## Reportagem
21 de novembro de 2012

Escolas excluem alunos de passeio cultural



Sem vagas suficientes, professores e diretores da rede estadual têm de selecionar quem visita museus e exposições
'Os estudantes ficam frustrados e, nós, muito mais', diz docente; prática contraria regras do governo paulista
NATÁLIA CANCIANREYNALDO TUROLLO JR.DE SÃO PAULO, Folha de S.Paulo, 21/11/2012

Com número de vagas em passeios insuficiente para atender a todos os alunos, professores e diretores de escolas estaduais de São Paulo se veem obrigados a excluir parte dos estudantes de visitas a museus e exposições.

## Suas tarefas
• a. De acordo com a reportagem sobre os passeios culturais, por que professores e diretores das escolas estaduais precisam selecionar quem visita museus e exposições?
• b. Prossiga com a reportagem sobre a exclusão de alunos dos passeios culturais a partir do último parágrafo apresentado.

## Listagem de dados
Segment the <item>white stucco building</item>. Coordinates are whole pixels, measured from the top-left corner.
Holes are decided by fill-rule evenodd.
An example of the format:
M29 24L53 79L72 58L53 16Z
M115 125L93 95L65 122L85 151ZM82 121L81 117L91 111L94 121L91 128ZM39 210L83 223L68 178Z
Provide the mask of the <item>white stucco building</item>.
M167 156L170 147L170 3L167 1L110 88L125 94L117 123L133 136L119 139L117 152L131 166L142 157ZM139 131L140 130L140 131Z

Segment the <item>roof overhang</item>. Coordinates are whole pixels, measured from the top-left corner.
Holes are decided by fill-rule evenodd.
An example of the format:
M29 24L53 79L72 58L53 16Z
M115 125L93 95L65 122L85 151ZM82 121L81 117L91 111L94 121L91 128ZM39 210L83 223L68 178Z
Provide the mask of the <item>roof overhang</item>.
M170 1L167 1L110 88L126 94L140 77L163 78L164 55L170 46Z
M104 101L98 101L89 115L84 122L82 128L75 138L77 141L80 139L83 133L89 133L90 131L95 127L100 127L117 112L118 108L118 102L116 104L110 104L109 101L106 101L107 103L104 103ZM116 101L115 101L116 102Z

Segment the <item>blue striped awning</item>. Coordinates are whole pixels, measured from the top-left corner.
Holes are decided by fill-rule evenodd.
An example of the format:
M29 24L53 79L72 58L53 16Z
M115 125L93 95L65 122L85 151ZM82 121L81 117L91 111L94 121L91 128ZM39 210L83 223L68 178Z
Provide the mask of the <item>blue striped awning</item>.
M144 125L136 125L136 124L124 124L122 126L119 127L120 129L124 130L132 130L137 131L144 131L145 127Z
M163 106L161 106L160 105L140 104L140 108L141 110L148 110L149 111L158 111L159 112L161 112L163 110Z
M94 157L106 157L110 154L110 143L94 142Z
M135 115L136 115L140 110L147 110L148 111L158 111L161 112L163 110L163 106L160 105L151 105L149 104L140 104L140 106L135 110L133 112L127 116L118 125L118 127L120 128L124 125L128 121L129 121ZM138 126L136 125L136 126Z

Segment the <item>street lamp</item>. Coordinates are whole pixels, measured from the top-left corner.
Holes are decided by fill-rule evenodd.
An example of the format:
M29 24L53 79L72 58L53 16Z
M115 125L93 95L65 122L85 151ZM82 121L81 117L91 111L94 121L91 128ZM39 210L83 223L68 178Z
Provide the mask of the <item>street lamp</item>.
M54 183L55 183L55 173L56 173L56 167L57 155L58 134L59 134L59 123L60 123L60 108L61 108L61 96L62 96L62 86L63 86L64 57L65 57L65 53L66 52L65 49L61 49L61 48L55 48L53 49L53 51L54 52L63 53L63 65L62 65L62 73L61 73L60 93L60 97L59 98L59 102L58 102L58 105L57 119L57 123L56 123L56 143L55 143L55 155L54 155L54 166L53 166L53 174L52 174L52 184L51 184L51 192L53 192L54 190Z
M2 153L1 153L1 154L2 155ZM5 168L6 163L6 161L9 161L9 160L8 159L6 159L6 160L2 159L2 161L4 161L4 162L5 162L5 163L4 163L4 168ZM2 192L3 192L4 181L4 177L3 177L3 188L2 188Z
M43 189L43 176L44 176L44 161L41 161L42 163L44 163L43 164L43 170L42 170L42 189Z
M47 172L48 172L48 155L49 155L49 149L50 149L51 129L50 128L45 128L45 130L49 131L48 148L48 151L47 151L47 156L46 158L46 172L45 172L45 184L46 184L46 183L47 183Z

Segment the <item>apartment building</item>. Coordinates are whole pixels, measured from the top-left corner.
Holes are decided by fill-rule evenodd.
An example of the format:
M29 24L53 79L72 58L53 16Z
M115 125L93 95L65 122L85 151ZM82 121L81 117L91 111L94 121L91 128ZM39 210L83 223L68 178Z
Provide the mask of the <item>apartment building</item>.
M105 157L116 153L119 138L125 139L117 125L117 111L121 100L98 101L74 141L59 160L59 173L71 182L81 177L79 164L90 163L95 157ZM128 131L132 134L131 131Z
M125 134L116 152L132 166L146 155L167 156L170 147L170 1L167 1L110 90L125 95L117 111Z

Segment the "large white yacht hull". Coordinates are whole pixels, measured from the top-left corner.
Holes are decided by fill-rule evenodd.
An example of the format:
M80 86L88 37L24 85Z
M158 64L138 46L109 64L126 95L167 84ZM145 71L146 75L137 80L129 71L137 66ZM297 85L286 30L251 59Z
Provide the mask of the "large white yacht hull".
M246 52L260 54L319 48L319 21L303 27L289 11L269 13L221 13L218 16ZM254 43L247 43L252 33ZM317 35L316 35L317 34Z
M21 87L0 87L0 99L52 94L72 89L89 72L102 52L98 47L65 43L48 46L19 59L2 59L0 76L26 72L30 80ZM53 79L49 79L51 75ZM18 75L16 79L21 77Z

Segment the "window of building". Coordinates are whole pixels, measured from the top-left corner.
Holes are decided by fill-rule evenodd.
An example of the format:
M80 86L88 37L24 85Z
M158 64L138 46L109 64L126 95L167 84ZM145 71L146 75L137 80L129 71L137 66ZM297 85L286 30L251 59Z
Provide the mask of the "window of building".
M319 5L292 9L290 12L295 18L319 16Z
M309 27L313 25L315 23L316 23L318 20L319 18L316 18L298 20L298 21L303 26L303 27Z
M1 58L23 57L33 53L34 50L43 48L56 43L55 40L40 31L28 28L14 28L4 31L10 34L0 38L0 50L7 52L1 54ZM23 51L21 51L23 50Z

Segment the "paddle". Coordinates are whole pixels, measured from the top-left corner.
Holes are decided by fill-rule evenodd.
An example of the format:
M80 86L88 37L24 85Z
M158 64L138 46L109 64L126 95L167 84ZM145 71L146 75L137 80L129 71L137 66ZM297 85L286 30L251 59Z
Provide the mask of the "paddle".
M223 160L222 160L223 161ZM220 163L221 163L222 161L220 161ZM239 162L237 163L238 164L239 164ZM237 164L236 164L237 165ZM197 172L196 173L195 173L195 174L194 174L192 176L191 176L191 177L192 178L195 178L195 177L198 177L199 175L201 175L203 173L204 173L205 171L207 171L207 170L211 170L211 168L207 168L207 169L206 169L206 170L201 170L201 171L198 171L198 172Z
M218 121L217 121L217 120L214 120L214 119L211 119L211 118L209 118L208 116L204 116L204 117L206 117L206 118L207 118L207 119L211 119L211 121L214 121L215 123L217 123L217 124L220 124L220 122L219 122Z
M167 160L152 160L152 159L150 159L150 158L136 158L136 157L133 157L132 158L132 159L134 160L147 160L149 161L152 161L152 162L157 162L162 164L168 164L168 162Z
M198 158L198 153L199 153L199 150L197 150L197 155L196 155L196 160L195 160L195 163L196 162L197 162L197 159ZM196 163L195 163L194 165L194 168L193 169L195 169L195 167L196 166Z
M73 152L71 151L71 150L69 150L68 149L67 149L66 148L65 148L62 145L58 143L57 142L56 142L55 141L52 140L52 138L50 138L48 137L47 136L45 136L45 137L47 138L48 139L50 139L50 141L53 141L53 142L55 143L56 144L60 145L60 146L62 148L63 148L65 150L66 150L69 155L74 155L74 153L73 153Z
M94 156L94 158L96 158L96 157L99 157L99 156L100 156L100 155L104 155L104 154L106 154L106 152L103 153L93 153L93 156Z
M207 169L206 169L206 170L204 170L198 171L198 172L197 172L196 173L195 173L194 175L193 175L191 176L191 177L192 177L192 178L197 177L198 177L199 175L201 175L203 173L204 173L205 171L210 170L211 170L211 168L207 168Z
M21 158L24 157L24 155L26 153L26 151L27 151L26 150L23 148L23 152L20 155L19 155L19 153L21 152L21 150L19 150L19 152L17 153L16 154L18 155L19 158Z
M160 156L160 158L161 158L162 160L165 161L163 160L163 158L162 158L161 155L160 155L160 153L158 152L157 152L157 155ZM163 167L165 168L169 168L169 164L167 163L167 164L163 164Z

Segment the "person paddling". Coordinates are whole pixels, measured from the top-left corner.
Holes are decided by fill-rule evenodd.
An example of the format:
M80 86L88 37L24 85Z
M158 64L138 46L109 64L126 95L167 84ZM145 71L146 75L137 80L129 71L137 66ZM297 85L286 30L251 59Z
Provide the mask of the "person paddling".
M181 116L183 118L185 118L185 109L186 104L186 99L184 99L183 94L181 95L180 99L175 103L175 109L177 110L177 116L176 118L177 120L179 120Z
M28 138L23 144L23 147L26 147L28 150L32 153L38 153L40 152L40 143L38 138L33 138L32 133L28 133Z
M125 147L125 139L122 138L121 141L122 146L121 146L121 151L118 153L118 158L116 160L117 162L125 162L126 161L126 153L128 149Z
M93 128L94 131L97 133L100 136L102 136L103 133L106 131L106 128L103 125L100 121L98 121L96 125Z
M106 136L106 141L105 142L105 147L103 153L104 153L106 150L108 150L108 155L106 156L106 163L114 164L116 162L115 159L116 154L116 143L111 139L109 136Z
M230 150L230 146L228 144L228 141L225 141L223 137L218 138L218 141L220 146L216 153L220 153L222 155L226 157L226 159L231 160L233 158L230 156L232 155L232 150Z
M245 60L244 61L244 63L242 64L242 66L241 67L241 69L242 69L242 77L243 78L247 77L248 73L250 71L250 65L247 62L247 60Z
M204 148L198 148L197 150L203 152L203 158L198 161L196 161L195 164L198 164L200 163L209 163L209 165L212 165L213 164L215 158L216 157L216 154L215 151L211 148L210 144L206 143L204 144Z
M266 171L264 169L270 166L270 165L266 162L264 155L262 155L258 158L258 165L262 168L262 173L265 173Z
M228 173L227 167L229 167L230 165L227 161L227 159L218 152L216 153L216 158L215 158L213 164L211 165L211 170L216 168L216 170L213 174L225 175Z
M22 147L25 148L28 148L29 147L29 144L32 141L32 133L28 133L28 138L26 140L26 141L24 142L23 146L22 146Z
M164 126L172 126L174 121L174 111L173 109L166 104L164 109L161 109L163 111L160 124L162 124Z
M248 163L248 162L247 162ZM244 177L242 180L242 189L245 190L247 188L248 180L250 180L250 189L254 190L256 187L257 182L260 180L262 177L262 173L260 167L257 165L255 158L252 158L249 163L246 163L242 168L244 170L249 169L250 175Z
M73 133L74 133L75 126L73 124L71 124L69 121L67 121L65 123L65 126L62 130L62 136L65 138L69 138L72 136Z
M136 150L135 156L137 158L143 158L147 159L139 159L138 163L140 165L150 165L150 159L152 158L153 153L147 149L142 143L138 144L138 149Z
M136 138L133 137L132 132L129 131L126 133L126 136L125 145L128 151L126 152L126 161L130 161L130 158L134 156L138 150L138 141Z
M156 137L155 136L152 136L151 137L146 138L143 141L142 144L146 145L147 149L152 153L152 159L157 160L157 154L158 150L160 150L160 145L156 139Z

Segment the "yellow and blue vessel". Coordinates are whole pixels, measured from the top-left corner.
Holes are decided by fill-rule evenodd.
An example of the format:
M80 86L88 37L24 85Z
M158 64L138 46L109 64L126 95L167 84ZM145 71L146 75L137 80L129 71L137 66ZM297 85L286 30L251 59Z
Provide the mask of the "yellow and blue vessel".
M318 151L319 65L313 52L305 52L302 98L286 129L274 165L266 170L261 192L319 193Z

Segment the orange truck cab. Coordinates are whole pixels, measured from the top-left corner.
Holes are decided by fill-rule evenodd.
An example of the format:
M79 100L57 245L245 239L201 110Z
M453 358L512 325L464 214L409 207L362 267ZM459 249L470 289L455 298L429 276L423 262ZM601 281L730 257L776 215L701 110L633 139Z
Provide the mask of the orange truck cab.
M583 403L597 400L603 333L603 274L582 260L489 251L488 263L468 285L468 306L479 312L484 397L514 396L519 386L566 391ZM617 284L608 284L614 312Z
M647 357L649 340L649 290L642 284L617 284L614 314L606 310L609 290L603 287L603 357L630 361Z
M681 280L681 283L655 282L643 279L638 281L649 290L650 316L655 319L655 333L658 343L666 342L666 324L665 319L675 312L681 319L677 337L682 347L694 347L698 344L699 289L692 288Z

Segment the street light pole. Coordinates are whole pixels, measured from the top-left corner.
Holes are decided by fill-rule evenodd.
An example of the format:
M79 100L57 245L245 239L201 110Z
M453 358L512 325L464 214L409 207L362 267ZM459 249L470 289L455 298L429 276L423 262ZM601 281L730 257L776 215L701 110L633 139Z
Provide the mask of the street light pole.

## Respostas fornecidas
• a. Porque o número de vagas nos passeios é insuficiente para atender a todos os alunos.

• b.
Pelas normas do programa Lugares de Aprender, o maior da pasta nessa modalidade, cada visita contempla 40 alunos. As regras dizem que, em uma visita, devem ser levados todos os alunos de uma classe, "sem distinção".
Mas, na prática, isso não acontece. Nas últimas cinco semanas, a Folha conversou com dezenas de professores de escolas estaduais de 14 cidades, que relataram ser comum alunos de uma mesma sala serem preteridos do passeio. Os escolhidos geralmente são os que têm as melhores notas ou bom comportamento.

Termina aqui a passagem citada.